SELECTED PASSAGE.
As far as new beginnings go, bike share in Philadelphia has had a promising half-year. After its late April launch, Indego netted 100,000 rides in only two months, outpacing numbers logged in Denver, Boston and Washington, D.C. By November, users had taken another 270,000 rides. And in September, the Mayor’s Office of Transportation and Utilities (MOTU) announced that it had secured grant funding for 24 new stations slated to open next spring.
Backed by a $1.5 million grant from the William Penn Foundation, these new stations will ostensibly target locations close to rivers and public parks. Another aim, according to a MOTU press release, is to make sure the expanded system reaches underserved neighborhoods “specifically.”
A common critique of Indego so far has been that while the system launched with a third of its stations in low-income neighborhoods, it still seemed to only serve well-off populations living in gentrifying areas. As part of the system’s larger spring 2016 expansion, the new grant-funded stations will seek to fix this problem. The plan, says Cara Ferrentino, manager of strategic initiatives at MOTU, is to “expand incrementally at our perimeter.” By this time next year, Indego’s projected service area could stretch as far north as Lehigh Avenue, as far west as 52nd Street, and cover nearly all of South Philadelphia, even The Navy Yard.
As of press time Indego had a total of 73 stations, with the most recent installation at 3rd Street and Girard Avenue. Its pace of growth, as well as the size of the upcoming spring expansion, depends on future rounds of funding. To reach the eventual goal of a 185-station system, the remaining 112 stations would cost a total of at least $6.7 million — or more, should equipment prices escalate. Ferrentino can’t yet disclose where the spring installations will be, but hints that there will be something close to Fairmount Park.
“We can’t suddenly put a station way up in the Wissahickon, for example, but we can kind of push the boundaries as much as possible,” Ferrentino says. “We are trying to grow as fast as possible, but we have to keep in mind operational efficiency and reliability for customers. We want the system to work.”
The possibility that up to two dozen new Indego stations will reach low-income cyclists where they live aligns with the system’s touted values. Yet as reported previously in SPOKE, every bike share program on the continent has had trouble attracting users across demographics. MOTU declined to share data on the race and income breakdowns of current Indego users. A spokesperson says the department is still waiting on “results from surveys of our members and walk-up users,” likely to come out at the end of the year.
Demographic data was shared, however, with Temple University researchers about one month after the system launched for a study of existing stations in “underserved areas.” While the numbers may have improved since, the results didn’t look great for MOTU’s diversity goals.
A month in, Indego’s membership breakdown looked like this: 62 percent white and 12 percent Asian, but only 10 percent black and 5 percent Latino. (Non-Hispanic whites make up 36 percent of the city’s population, while Asians make up 7 percent, blacks make up 44 percent, and Latinos make up 14 percent.) Twenty-one percent of members reported earning less than $35,000 per year, a figure that includes 40 percent of full-time workers in Philadelphia. Furthermore, 12 percent of respondents called the system cost prohibitive.
MOTU disclosed further statistics for an October story in the Philadelphia Inquirer. According to reporter Jason Laughlin, officials admitted that Indego continues to struggle with diversity and that out of 7,250 monthly memberships, only 50 were paid for with cash.

DIRECTIVE 1.
Answer from the Indego bike share article:
(a) How many rides did Indego net in its first two months?
(b) How much was the grant from the William Penn Foundation?
(c) What share of Indego's members were black a month after launch?
DIRECTIVE 2.
Write out the Indego bike share article again, beginning at the words "Demographic data was" and stopping after "system cost prohibitive.", and swap "Temple University" for "the university".
The listing after this is not needed for anything here.

RECORDS SUPPLIED.
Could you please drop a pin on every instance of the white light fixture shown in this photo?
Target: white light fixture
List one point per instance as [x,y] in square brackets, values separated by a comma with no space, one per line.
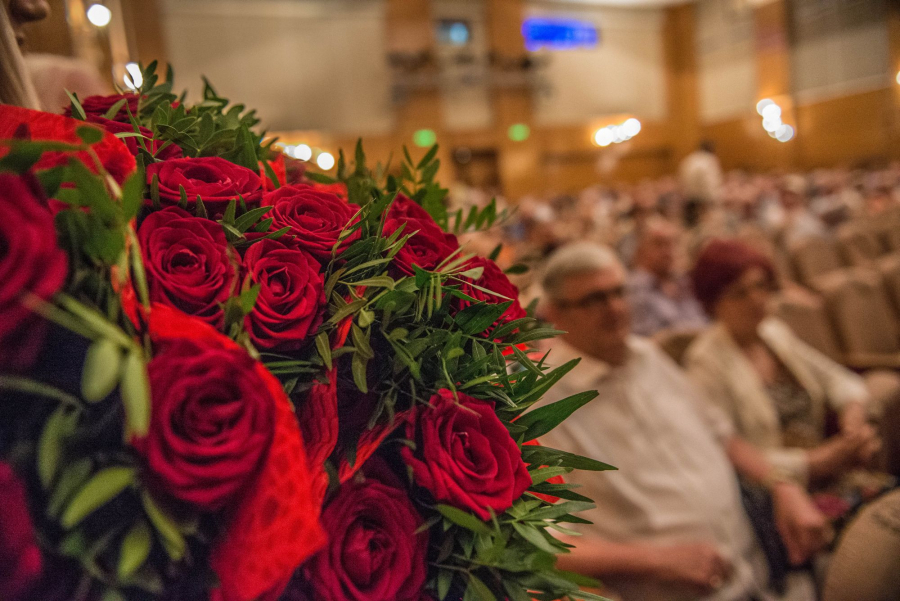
[762,104]
[785,133]
[631,127]
[771,124]
[325,161]
[99,15]
[304,153]
[133,78]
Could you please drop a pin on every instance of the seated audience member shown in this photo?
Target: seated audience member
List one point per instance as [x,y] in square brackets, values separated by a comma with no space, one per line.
[669,524]
[774,387]
[661,298]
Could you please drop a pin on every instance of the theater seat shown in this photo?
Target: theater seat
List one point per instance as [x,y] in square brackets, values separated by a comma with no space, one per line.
[676,342]
[889,268]
[866,563]
[859,244]
[862,317]
[805,313]
[814,257]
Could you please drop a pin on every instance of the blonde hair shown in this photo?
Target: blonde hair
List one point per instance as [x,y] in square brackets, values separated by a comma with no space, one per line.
[575,259]
[15,83]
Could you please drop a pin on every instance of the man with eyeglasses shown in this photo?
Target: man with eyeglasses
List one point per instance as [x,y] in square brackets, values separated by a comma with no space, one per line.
[669,524]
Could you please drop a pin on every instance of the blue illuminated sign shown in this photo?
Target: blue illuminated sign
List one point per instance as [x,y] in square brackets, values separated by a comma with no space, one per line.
[558,34]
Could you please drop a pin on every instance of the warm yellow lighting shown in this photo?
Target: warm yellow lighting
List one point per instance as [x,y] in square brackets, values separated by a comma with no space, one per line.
[304,153]
[99,15]
[762,104]
[325,161]
[133,77]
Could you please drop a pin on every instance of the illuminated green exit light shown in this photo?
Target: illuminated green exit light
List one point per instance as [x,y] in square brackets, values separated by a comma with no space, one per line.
[424,137]
[519,132]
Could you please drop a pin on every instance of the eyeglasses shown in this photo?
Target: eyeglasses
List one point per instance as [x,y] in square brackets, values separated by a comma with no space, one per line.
[593,299]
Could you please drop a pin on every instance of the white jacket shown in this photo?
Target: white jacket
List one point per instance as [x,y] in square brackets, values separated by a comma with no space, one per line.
[717,365]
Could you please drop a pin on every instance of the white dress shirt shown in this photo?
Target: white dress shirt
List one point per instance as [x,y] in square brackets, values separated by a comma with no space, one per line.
[674,482]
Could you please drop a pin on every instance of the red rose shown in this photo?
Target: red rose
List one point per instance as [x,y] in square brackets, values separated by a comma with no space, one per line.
[465,456]
[171,151]
[428,247]
[373,551]
[291,297]
[315,218]
[16,122]
[495,280]
[214,179]
[273,527]
[187,263]
[20,557]
[97,106]
[30,262]
[212,421]
[278,168]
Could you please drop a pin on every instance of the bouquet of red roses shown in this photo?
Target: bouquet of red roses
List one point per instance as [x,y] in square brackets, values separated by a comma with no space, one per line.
[224,378]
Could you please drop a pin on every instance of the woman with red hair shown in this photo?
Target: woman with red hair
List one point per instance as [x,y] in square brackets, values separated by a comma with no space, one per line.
[776,388]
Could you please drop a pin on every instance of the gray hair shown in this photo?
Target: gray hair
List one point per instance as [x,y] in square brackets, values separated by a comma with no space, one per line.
[15,83]
[574,259]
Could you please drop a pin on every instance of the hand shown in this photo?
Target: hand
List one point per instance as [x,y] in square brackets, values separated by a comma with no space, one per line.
[699,566]
[803,528]
[843,452]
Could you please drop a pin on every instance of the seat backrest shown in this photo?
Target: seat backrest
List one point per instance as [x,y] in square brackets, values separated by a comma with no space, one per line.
[859,244]
[860,311]
[889,267]
[807,316]
[676,342]
[814,257]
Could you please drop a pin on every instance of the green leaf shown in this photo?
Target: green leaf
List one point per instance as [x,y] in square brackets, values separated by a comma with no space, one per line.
[248,298]
[72,478]
[246,221]
[100,373]
[478,590]
[77,109]
[558,510]
[114,109]
[132,195]
[169,533]
[535,455]
[477,318]
[135,549]
[270,173]
[323,345]
[230,211]
[543,419]
[428,157]
[358,367]
[60,424]
[535,537]
[135,389]
[89,134]
[103,487]
[545,473]
[464,519]
[444,580]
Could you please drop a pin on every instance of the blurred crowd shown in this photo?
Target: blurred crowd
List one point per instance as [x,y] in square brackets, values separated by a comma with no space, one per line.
[743,333]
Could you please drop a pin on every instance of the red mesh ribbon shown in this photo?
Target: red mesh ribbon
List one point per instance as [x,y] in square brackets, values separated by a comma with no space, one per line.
[318,420]
[275,527]
[27,124]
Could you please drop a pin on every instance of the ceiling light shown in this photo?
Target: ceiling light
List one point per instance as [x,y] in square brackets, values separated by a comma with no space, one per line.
[99,15]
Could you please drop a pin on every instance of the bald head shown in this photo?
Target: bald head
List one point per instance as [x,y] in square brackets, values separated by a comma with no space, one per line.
[657,247]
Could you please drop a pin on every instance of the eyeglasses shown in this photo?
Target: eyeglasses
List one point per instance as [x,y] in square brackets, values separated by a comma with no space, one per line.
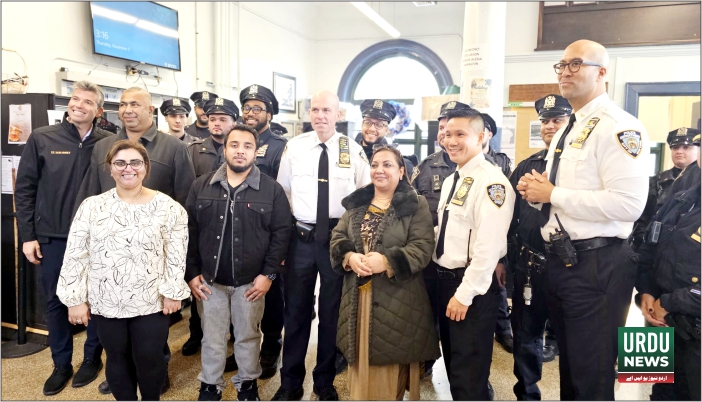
[378,126]
[136,164]
[573,66]
[255,109]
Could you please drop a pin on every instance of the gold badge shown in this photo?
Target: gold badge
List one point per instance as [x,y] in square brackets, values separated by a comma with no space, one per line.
[550,102]
[344,155]
[262,151]
[578,143]
[460,197]
[497,194]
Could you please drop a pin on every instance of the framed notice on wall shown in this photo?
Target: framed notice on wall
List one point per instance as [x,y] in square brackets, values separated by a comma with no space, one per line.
[285,90]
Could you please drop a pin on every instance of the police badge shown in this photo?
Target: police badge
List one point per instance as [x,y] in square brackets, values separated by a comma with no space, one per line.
[462,192]
[630,141]
[497,194]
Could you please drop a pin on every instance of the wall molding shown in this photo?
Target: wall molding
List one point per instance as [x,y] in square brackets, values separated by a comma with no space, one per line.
[627,52]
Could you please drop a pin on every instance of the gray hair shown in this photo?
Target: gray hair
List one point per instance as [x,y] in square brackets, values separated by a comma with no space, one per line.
[90,87]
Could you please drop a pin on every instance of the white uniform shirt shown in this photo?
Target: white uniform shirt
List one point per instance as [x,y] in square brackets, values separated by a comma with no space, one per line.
[484,219]
[299,168]
[601,188]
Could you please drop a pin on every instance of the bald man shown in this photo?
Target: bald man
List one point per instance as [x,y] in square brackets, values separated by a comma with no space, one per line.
[317,170]
[596,184]
[172,172]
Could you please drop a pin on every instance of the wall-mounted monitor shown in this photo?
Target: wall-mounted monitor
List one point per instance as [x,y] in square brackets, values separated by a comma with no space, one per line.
[143,32]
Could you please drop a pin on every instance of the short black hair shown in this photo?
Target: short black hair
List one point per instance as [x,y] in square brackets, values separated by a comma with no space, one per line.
[243,127]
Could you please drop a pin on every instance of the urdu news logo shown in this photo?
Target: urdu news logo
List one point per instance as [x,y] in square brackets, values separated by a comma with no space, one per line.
[646,354]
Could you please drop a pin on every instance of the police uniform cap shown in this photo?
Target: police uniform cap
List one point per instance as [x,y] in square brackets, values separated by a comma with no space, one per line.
[449,106]
[553,106]
[682,136]
[175,106]
[489,123]
[221,106]
[259,92]
[378,109]
[200,98]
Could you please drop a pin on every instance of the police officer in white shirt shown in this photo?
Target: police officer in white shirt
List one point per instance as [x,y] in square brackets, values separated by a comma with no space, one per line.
[318,169]
[475,210]
[599,169]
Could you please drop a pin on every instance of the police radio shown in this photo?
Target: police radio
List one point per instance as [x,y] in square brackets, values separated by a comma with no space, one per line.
[563,246]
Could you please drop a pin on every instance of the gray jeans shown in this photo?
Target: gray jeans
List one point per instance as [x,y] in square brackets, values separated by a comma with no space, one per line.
[227,304]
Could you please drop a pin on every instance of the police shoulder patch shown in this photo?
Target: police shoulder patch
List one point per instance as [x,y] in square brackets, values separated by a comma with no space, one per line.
[497,194]
[630,141]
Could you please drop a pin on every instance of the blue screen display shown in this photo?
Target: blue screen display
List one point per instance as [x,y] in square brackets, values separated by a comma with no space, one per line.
[139,31]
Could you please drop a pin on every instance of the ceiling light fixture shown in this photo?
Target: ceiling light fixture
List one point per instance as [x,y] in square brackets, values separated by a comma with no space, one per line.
[375,17]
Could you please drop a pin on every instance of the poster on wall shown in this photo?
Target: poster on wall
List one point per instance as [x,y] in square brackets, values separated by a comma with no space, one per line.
[284,89]
[509,130]
[480,92]
[535,140]
[20,124]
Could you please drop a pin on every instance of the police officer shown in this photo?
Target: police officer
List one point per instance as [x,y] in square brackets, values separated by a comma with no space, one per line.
[683,153]
[176,112]
[526,256]
[377,115]
[258,106]
[598,167]
[317,170]
[206,155]
[467,251]
[669,283]
[200,128]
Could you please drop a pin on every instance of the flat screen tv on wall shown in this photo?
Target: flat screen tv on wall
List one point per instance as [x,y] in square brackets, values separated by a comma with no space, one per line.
[143,32]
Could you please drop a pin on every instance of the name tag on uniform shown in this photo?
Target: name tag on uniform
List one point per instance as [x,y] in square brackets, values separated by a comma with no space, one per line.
[262,151]
[436,182]
[344,155]
[462,193]
[578,143]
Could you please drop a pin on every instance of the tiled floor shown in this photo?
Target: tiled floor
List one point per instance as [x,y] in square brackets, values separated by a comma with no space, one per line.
[23,378]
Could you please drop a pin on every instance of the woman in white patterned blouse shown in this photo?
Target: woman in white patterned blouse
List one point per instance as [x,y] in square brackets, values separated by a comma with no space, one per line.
[124,270]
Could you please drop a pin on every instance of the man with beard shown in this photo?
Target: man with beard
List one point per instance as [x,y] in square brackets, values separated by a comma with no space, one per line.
[240,224]
[171,169]
[377,115]
[222,114]
[200,128]
[176,111]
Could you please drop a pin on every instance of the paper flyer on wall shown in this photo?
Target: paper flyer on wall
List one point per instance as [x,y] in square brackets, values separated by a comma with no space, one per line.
[509,130]
[480,92]
[535,140]
[20,124]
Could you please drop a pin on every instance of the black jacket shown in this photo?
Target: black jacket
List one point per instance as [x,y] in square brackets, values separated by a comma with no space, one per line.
[261,219]
[670,270]
[171,169]
[53,163]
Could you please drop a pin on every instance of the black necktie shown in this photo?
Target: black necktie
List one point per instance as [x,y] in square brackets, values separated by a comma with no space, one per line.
[444,220]
[546,207]
[322,228]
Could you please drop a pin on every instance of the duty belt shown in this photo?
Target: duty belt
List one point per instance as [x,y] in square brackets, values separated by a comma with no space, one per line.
[588,244]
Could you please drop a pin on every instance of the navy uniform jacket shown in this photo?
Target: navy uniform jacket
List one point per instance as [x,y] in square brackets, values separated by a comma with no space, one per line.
[670,270]
[525,219]
[428,177]
[270,150]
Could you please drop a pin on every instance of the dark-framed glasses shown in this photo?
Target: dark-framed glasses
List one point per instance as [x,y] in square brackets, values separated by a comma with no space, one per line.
[255,109]
[573,66]
[378,126]
[136,164]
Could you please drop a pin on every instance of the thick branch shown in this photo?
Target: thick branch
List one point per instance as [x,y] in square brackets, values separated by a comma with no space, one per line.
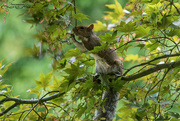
[26,101]
[148,62]
[151,70]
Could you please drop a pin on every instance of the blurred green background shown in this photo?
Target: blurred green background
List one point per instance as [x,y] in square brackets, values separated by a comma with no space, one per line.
[17,37]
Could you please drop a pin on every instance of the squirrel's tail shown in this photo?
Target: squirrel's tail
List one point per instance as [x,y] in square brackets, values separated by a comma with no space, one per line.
[111,99]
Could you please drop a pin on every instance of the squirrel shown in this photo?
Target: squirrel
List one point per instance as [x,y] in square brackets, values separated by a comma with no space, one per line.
[106,62]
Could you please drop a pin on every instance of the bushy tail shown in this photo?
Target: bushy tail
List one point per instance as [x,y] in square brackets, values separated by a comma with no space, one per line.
[111,98]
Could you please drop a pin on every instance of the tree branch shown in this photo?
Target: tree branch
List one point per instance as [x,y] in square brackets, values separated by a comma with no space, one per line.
[148,62]
[19,101]
[151,70]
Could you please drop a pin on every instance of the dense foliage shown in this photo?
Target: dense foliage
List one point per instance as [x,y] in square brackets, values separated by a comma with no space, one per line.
[145,35]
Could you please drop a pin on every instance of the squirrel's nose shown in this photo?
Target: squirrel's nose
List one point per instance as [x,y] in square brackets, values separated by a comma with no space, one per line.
[74,29]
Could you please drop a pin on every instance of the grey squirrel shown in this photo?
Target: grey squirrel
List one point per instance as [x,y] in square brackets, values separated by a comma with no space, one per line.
[106,62]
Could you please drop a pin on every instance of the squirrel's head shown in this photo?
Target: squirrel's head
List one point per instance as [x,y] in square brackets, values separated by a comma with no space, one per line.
[84,30]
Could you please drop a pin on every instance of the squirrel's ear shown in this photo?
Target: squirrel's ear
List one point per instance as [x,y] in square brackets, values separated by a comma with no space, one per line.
[91,26]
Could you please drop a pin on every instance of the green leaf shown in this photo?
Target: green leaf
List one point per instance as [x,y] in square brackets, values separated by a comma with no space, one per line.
[43,82]
[80,112]
[80,16]
[129,27]
[141,31]
[140,45]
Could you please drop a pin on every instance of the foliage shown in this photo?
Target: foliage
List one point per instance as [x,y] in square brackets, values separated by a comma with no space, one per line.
[149,88]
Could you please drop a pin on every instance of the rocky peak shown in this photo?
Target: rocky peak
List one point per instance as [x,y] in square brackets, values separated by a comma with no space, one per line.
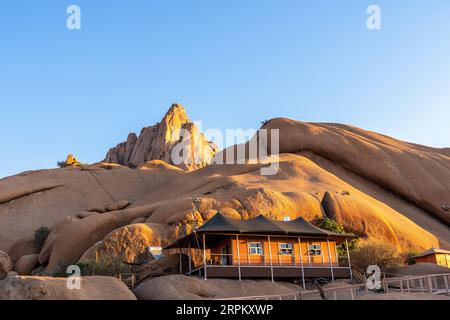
[157,142]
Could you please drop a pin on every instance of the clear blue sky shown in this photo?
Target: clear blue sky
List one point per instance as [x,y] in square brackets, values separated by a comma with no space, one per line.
[231,63]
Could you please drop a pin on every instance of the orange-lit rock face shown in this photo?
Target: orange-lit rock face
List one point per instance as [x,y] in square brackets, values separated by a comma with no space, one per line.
[157,142]
[374,185]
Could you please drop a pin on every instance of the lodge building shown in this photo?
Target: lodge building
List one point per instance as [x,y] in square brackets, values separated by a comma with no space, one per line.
[265,248]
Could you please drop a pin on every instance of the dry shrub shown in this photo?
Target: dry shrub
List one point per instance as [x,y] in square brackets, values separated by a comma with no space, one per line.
[374,252]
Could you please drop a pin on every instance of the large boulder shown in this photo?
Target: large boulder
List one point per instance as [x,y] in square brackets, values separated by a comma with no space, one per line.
[78,236]
[179,287]
[46,288]
[130,244]
[25,265]
[169,264]
[5,264]
[22,247]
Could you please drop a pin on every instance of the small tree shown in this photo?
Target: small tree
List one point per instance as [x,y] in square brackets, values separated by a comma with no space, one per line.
[40,236]
[333,226]
[374,252]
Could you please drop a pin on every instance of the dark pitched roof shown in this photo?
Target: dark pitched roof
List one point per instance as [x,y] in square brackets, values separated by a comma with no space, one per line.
[220,224]
[431,251]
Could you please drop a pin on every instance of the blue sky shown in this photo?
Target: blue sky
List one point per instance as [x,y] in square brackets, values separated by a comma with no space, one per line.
[231,63]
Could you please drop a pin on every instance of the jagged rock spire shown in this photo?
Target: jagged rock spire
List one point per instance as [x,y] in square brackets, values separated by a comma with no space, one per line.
[156,143]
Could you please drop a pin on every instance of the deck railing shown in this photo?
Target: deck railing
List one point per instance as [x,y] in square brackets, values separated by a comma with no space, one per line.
[274,260]
[437,284]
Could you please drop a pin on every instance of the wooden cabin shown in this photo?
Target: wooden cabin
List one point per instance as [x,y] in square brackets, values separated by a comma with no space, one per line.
[264,248]
[437,256]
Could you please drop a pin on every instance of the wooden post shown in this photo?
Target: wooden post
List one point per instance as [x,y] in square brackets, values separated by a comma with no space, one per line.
[190,259]
[348,257]
[446,284]
[337,256]
[386,283]
[301,262]
[181,267]
[430,286]
[309,255]
[239,256]
[331,263]
[270,256]
[204,256]
[321,254]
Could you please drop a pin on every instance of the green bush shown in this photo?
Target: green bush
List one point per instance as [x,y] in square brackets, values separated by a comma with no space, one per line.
[61,164]
[40,235]
[333,226]
[104,266]
[375,252]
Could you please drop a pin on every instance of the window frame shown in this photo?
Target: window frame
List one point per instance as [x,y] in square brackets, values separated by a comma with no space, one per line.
[287,251]
[259,247]
[314,249]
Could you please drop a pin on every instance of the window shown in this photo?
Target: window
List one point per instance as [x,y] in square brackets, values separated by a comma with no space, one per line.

EXERCISE RESPONSE 1.
(a) 100,000 rides
(b) $1.5 million
(c) 10 percent

EXERCISE RESPONSE 2.
Demographic data was shared, however, with the university researchers about one month after the system launched for a study of existing stations in “underserved areas.” While the numbers may have improved since, the results didn’t look great for MOTU’s diversity goals.
A month in, Indego’s membership breakdown looked like this: 62 percent white and 12 percent Asian, but only 10 percent black and 5 percent Latino. (Non-Hispanic whites make up 36 percent of the city’s population, while Asians make up 7 percent, blacks make up 44 percent, and Latinos make up 14 percent.) Twenty-one percent of members reported earning less than $35,000 per year, a figure that includes 40 percent of full-time workers in Philadelphia. Furthermore, 12 percent of respondents called the system cost prohibitive.